■ EXTRACTED TEXT ■
---*---

53 The Full Court expressed (at [91]) a preference for an analysis that asks whether the decision-maker has "discharged its statutory role" and before us the Minister contends this is a more appropriate characterisation. It may be, for reasons more related to ground two of the appellant's appeal, that even if that characterisation is adopted, there is also a denial of procedural fairness in a decision-maker copying the text and opinion of another Tribunal member as a substantial part of the determination of a merits review. In that sense, we should not be taken as suggesting there is anything erroneous in the approach taken by Beazley J in Huluba: the characterisation of a denial of procedural fairness may be an available characterisation in a given case. On the present appeal we characterise the error as a failure to discharge the Tribunal's statutory task.
54 At [92] in LVR the Full Court set out some of the factors which might be considered in determining whether the copying resulted in the decision-maker exceeding her or his jurisdiction:
(i) the function of the decision-maker and the source of that function;
(ii) the source of the copied material;
(iii) the subject-matter of the copied material;
(iv) whether the copied material was controversial;
(v) the similarity of the claim to the claim from which the material was copied;
(vi) the extent of the copying;
(vii) whether the copied material was up to date;
(viii) whether the material was used in addressing the individual circumstances of an applicant, including credibility, particularly in evaluating the claim or application; and
(ix) whether the fact of copying and the source of the copied material was acknowledged.
55 Contrary to the Minister's submissions we do not consider the use by the appellant of this list distracted from the primary question of whether we are satisfied that Member Boddison brought an independent mind to all aspects of her task on review. Rather, those factors were designed to, and do, assist answering this question.

---*---

■ REQUIREMENTS ■
Transcribe the judgment excerpt above word for word, beginning with "54 At [92] in" and ending after "material was acknowledged.".

■ DATA SECTION ■
---*---

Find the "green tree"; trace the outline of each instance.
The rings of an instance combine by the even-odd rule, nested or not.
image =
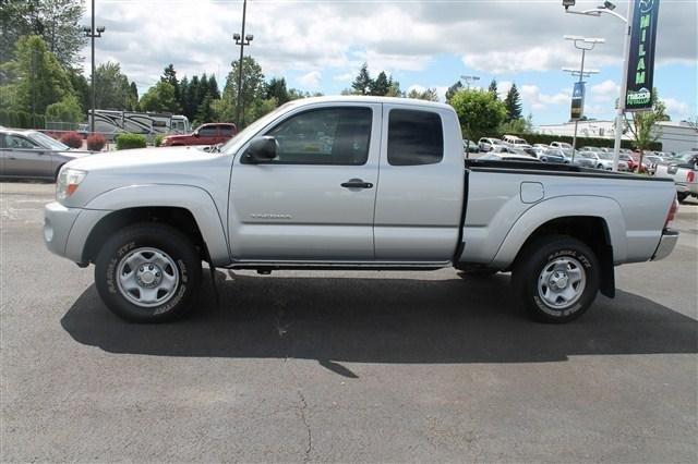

---*---

■ OUTPUT FOR THIS TASK ■
54 At [92] in LVR the Full Court set out some of the factors which might be considered in determining whether the copying resulted in the decision-maker exceeding her or his jurisdiction:
(i) the function of the decision-maker and the source of that function;
(ii) the source of the copied material;
(iii) the subject-matter of the copied material;
(iv) whether the copied material was controversial;
(v) the similarity of the claim to the claim from which the material was copied;
(vi) the extent of the copying;
(vii) whether the copied material was up to date;
(viii) whether the material was used in addressing the individual circumstances of an applicant, including credibility, particularly in evaluating the claim or application; and
(ix) whether the fact of copying and the source of the copied material was acknowledged.